- _Supplied material_:
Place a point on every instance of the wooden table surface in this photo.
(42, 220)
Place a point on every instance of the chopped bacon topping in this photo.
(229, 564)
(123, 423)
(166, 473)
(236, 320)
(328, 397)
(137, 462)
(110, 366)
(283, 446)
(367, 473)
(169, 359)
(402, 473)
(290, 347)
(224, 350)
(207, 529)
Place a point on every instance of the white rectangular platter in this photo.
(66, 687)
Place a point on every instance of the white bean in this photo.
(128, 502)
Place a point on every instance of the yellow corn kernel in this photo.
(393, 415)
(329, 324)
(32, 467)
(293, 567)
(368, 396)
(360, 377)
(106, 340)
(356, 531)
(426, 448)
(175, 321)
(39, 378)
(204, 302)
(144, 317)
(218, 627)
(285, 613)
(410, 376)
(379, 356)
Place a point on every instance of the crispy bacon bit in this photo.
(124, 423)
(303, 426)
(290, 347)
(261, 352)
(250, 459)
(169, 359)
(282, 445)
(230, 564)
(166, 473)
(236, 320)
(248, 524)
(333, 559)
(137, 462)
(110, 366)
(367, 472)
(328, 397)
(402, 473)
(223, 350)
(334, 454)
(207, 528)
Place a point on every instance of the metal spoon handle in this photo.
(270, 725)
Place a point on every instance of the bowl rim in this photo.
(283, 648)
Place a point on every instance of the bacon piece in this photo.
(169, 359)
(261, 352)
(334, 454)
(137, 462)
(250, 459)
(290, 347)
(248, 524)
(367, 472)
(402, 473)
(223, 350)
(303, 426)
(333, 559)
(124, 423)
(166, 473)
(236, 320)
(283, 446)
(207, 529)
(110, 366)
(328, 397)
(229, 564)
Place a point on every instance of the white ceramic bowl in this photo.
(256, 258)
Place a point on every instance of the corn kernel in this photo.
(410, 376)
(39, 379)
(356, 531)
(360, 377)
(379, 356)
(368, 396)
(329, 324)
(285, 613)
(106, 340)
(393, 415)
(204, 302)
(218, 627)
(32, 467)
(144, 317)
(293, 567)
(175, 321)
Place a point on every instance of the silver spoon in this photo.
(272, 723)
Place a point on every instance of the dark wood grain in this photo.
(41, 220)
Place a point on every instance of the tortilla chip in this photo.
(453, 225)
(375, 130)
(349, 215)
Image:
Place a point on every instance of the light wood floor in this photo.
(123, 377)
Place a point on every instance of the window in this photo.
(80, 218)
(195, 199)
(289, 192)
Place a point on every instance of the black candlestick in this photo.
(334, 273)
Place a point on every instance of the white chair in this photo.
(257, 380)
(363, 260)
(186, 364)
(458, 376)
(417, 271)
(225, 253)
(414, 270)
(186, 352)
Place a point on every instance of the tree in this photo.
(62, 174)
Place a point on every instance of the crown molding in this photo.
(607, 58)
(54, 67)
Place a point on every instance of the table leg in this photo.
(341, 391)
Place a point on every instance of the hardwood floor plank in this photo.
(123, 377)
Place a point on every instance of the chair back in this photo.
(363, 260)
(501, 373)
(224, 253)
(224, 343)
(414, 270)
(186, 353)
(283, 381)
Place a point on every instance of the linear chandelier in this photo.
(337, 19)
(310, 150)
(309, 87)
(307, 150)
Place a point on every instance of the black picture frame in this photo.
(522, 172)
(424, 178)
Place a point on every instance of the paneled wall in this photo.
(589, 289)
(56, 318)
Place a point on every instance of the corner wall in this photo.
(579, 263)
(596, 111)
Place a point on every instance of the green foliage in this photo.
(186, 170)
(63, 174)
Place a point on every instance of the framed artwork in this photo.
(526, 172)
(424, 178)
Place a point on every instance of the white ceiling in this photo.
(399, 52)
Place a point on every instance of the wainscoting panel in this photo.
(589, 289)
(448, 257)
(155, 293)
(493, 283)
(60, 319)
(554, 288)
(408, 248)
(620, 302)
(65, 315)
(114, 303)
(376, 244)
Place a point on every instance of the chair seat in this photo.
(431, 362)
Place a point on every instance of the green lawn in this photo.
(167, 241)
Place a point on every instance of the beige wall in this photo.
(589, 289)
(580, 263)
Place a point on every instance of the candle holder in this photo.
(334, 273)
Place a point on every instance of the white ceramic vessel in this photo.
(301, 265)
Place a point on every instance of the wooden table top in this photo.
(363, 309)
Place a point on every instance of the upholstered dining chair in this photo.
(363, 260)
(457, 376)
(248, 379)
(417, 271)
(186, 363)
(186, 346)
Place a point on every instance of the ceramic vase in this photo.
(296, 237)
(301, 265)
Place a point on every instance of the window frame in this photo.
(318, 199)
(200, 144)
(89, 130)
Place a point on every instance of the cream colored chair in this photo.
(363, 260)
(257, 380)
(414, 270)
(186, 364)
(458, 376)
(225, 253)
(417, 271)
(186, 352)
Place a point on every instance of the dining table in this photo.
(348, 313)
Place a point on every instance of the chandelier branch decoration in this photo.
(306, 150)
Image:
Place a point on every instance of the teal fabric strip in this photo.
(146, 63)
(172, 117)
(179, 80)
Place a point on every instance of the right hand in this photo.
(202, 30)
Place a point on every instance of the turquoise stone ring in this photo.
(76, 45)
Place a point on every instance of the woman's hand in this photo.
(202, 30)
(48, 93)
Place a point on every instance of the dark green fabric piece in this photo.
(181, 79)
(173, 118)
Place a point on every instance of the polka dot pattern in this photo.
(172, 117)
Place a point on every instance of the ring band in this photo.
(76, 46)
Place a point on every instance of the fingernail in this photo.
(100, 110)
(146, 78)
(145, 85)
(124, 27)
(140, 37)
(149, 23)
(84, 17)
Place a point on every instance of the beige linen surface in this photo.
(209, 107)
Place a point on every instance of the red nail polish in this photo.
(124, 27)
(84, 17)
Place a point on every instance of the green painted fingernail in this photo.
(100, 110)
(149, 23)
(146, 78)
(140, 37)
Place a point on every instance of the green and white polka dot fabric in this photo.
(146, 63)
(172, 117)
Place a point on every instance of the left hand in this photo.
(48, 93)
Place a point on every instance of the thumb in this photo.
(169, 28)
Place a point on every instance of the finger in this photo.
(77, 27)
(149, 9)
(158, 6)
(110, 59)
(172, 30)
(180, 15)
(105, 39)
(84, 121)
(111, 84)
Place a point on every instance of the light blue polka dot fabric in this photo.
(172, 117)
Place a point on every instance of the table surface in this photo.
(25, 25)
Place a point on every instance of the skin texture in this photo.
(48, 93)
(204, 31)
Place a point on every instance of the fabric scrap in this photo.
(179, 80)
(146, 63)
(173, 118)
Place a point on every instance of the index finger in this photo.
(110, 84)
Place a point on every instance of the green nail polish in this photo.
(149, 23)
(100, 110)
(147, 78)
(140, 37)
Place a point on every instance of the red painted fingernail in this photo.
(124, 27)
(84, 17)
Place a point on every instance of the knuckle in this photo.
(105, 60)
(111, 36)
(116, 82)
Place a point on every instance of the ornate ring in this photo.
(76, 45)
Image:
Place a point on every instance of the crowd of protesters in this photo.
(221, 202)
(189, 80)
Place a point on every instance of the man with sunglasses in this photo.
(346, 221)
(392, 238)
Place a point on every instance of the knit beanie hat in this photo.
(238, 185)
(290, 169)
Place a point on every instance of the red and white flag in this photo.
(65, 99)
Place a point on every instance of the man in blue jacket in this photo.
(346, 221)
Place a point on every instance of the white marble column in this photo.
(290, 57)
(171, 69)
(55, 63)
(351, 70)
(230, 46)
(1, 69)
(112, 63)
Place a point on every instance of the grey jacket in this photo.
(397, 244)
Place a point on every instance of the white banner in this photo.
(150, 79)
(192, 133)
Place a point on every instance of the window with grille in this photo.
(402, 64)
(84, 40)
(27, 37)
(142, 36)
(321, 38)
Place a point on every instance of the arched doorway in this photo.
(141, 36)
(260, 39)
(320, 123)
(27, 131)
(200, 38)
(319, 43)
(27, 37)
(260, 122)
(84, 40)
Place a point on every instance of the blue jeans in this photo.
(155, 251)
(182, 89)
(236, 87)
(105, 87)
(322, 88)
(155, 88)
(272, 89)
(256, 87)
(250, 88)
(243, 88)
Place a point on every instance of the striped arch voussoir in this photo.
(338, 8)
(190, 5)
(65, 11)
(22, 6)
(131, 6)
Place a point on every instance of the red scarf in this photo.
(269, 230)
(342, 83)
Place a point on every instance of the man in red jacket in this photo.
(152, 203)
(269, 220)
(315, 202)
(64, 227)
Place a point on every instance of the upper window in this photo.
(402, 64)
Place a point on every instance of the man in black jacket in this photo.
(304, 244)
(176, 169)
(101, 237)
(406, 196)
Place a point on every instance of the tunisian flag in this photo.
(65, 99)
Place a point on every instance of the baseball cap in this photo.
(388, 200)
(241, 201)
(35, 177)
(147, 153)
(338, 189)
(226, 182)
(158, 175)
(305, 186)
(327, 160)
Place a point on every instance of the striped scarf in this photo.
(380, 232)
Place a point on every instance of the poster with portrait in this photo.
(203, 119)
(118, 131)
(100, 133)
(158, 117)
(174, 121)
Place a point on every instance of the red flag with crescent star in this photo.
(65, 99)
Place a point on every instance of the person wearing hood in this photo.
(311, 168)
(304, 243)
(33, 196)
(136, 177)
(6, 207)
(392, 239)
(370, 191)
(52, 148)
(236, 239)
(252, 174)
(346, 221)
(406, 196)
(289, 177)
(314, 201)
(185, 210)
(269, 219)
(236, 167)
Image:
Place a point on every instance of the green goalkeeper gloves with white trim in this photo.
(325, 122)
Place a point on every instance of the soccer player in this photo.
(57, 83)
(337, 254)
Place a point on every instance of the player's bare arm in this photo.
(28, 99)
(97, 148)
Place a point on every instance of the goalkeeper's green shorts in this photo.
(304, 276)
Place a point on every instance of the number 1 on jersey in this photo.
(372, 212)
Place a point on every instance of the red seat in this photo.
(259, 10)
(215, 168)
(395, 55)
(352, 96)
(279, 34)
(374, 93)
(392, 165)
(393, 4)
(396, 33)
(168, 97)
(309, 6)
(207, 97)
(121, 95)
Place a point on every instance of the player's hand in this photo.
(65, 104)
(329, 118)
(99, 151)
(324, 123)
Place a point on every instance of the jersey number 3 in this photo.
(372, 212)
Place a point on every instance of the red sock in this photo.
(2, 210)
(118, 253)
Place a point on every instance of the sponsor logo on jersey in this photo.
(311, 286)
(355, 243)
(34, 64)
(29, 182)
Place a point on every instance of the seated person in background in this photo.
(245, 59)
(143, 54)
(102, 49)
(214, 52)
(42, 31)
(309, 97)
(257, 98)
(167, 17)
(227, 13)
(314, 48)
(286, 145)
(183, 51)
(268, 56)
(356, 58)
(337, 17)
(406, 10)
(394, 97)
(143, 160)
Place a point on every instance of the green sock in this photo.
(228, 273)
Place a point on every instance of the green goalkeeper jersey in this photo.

- _Work task_: Output, unchanged, the lines from the line with "Place a point on every instance of the goalkeeper's" through the final line of the material.

- _Exercise solution_:
Place a point on every instance of the goalkeeper's green shorts in this photo.
(304, 276)
Place a point on every instance of the number 1 on jersey in this photo.
(372, 212)
Place a point on every instance of the red seat in this photo.
(259, 10)
(215, 168)
(395, 55)
(352, 96)
(279, 34)
(374, 93)
(392, 165)
(393, 4)
(396, 33)
(168, 97)
(309, 6)
(207, 97)
(121, 95)
Place a point on every instance of the player's hand in this photo.
(65, 104)
(329, 118)
(99, 151)
(324, 123)
Place a point on every instance of the jersey number 3 in this photo.
(372, 212)
Place a point on every instance of the red sock in this photo.
(2, 210)
(118, 253)
Place a point on every instance of the sponsor logo on jersey in this photo.
(311, 286)
(355, 243)
(34, 64)
(29, 182)
Place a point on every instance of the seated person in background in this photo.
(245, 59)
(143, 54)
(102, 49)
(214, 52)
(42, 31)
(309, 97)
(257, 98)
(167, 17)
(227, 13)
(314, 48)
(286, 145)
(183, 51)
(268, 56)
(356, 58)
(337, 17)
(406, 10)
(394, 97)
(143, 160)
Place a point on every instance of the green sock in this photo.
(228, 273)
Place a point on every instance of the green goalkeeper jersey in this photo.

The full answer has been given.